>> Start Page text

HELD IN JOHANNESBURG

REPORTABLE

CASE NO: JR2428/06

In the matter between:

MNGUNI VICTORIA APPLICANT

and

MALAPO TSATSIMPE N.O. 1ST RESPONDENT

NATIONAL BARGAINING COUNCIL

FOR ROAD FREIGHT INDUSTRY (NBCRFI) 2ND RESPONDENT

UTI t/a MOUNTIES DIVISION 3RD RESPONDENT

JUDGMENT


Molahlehi J

Introduction

  1. This is an application to review and set aside the arbitration award issued by the first respondent (the commissioner) dated 30th August 2006, under the case number D1218/JHB/9259/2005A. In terms of that award the commissioner found the dismissal of the applicant to be fair and accordingly confirmed the dismissal.

Background facts

  1. The applicant who was before her dismissal employed by the third respondent as a mail sorter for a period of about 11 (eleven) years was dismissed for an offence related to misconduct concerning failure to follow the policy requirements in that she failed to report to management a strange parcel which she discovered during the process of sorting out the mail. According to the applicant every mail sorter is allocated a mail cage where he or she would perform his or her duty of sorting the mail. The applicant was responsible for sorting the FNB mail.

  2. The procedure followed when mail is received by the third respondent from its clients until handed to mail-sorter is summarized by the applicant in her founding affidavit as follows:

“7.4.1 Client's mail is uplifted by couriers in sealed plastic pacs and delivered to the Third Respondent's Hub department.

7.4.2 The Hub admin would consolidate individual mail from similar and/or specific client received from its different branches. (FNB grouped together, Nedbank grouped together etc.) The said consolidated mail would be placed into the consolidated bag and further deposited in the relevant bin (FNB consolidated mails into FNB bin, Nedbank consolidated mail into Nedbank bin etc.).

7.4.3 Upon reporting for duty, a mail sorter would report to the Hub admin/superior to uplift his/her mail for sorting.

7.4.4 In the presence of the mail sorter, the Hub admin/superior would take out the consolidated mail from the relevant bin, proceed to scanning terminal, scan all mail from consolidated identify from the consolidated bag to identify and/or reflect a specific mail sorter who handled the said mail. Thereafter, the mail sorter would acknowledge receipt thereof by signing on the relevant sheet.

7.4.5 The mail sorter would take the consolidated mail bag and proceed to his/her mail sorting cage, unlock and enter the cage, drop the contents thereof and/or emptying the said bag on the table. Thereafter, the mail sorter would tear/open the sealed plastic cover pacs of all mail received, further drop the contents thereof on the sorting table and threw the tear plastic cover pacs in the refuse/rubbish bin.

>> End Page text

Set task 1 –
Decide whether each statement agrees with the court judgment, answering yes or no and quoting the words that settle it: (a) The applicant worked for the third respondent as a mail sorter for about eleven years. (b) The commissioner found the applicant's dismissal unfair. (c) The applicant was responsible for sorting Nedbank mail.
Set task 2 –
Please carry on writing the court judgment from the point where it stops.

>> Start Dataset entries

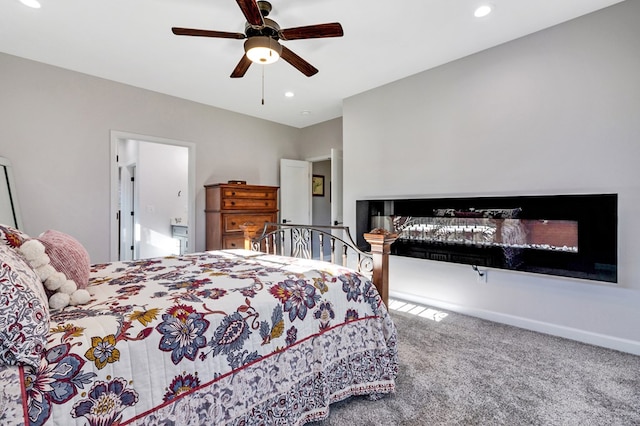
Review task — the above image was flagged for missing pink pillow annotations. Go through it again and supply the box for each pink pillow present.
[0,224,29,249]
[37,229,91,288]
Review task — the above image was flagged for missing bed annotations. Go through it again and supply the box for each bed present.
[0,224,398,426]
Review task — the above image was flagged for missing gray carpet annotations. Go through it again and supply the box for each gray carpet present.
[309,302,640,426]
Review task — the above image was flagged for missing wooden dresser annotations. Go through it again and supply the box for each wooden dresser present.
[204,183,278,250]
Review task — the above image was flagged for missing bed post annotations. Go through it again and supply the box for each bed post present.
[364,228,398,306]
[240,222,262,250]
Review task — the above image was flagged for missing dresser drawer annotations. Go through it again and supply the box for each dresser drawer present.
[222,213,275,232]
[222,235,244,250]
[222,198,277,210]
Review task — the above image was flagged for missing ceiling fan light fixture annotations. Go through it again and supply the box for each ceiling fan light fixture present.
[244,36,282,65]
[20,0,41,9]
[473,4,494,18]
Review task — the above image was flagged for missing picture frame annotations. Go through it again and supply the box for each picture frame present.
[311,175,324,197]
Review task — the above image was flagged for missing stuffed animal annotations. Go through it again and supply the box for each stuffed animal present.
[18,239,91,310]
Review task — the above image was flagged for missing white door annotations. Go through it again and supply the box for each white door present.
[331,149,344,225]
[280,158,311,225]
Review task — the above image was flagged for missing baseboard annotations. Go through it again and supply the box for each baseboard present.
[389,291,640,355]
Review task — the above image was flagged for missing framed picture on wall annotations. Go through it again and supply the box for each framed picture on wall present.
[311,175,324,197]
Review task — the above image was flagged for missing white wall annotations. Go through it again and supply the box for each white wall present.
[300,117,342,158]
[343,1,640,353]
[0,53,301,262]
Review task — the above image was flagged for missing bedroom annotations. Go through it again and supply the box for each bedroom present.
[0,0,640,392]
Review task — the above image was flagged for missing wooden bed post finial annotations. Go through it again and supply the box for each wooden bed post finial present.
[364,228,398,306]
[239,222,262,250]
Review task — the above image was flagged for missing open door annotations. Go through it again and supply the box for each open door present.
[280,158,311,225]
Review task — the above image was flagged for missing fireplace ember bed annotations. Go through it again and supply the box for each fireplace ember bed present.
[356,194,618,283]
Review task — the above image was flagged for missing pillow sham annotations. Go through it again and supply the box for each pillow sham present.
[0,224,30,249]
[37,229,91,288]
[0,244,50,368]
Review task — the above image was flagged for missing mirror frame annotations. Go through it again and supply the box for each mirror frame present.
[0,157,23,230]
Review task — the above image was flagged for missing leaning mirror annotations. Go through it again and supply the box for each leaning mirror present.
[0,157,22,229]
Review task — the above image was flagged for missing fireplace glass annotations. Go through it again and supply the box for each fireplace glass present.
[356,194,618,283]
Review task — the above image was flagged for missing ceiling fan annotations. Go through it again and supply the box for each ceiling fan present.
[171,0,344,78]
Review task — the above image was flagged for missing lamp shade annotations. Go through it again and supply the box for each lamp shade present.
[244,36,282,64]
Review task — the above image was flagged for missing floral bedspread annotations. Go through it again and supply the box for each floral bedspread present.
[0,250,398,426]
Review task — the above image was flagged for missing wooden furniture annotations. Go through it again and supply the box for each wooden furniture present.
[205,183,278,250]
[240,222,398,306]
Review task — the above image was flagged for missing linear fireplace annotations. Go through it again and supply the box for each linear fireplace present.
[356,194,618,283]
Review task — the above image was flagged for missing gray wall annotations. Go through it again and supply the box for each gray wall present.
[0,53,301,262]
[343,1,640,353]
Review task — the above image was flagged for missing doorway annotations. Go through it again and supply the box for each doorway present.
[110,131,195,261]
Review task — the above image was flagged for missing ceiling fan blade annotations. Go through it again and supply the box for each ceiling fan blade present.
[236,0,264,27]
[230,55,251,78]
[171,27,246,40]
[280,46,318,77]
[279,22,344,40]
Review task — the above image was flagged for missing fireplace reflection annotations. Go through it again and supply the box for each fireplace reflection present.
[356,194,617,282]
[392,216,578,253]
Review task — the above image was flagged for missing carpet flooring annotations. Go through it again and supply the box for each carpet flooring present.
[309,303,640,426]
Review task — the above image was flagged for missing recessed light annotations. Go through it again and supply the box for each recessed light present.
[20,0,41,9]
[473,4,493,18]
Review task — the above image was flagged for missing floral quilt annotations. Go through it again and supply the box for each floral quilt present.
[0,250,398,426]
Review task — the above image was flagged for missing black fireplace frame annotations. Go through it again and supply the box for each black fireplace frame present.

>> End Dataset entries

Expected answer 1 –
(a) Yes: "employed by the third respondent as a mail sorter for a period of about 11 (eleven) years"
(b) No: "the commissioner found the dismissal of the applicant to be fair and accordingly confirmed the dismissal"
(c) No: "The applicant was responsible for sorting the FNB mail."

Expected answer 2 –
7.4.6 The mail sorter would at the start of sorting different mail by placing different mails into relevant client's branches pigeon holes to where it’s destined. (FNB Centurion into Centurion pigeon hole etc.).

7.4.7 It should be noted that once mails have been emptied/removed from consolidated bag, and its sealed plastic cover pacs torn/opened on the sorting table, the mail sorter is not permitted to leave the said mail unattended.

7.4.8 It should further be noted that if a strange mail is found within the consolidate mail 'I during sorting, the mail sorter should report the said strange mail to the Hub admin/superior as soon as possible.”

  1. Except for paragraphs 7.4.7 and 7.4.8, the third respondent did not dispute the above summary of the process of sorting the mail as set out by the applicant.

  2. The incident that led to the charges and the dismissal of the applicant occurred on the 1st July 2005. On that day whilst busy sorting the mail, the applicant came across a strange mail which he put aside on the table and continued with her work. According to her she had intended to report the strange parcel later and to also take it to the hub. However, whilst busy sorting she saw Mr Paice, one of the managers of the third respondent coming into the cage and without saying anything proceeded straight to the rubbish bin. Although she was surprised by the arrival of Mr Paice in the cage she continued with her work.

  3. Thereafter, Mr Paice confronted her, holding an empty opened plastic cover and asked her whether she saw a strange mail. She answered in the positive and immediately took the parcel from the sorting table and handed it to him. Mr Paice then left without saying a word.

  4. On the 22nd July 2005, the applicant was summoned to report to the board-room where on arrival she was required to take a polygraph test which she refused undergo.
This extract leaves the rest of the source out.